#### [Exercise input]
>>

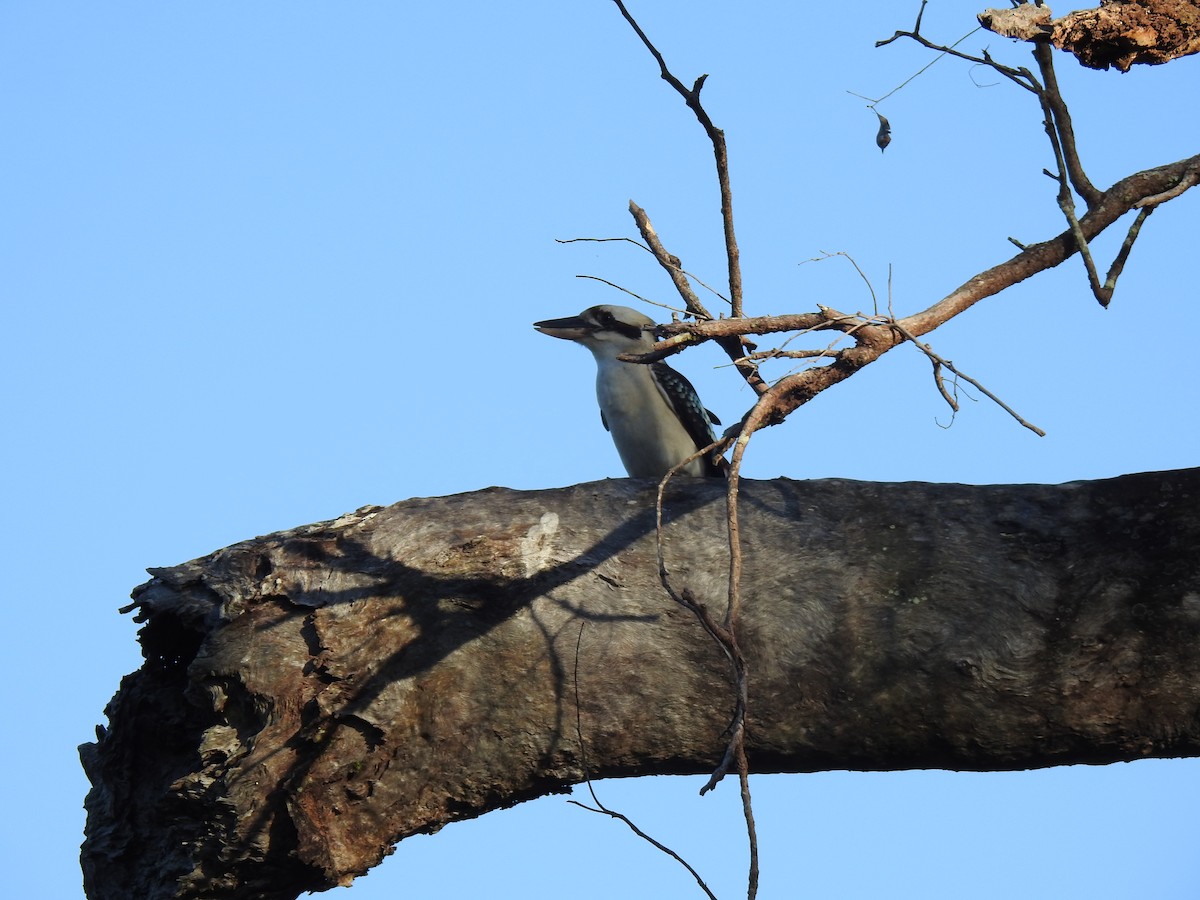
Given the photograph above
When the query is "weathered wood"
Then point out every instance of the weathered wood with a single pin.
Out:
(312, 696)
(1117, 33)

<<

#### [What you will do]
Transcribe every entry word for word, but omit the pictures.

#### [Result of this task]
Given the photograph above
When the query is "weathered wood"
Then point out every instance of the weathered wood with a single pin.
Out:
(312, 696)
(1117, 33)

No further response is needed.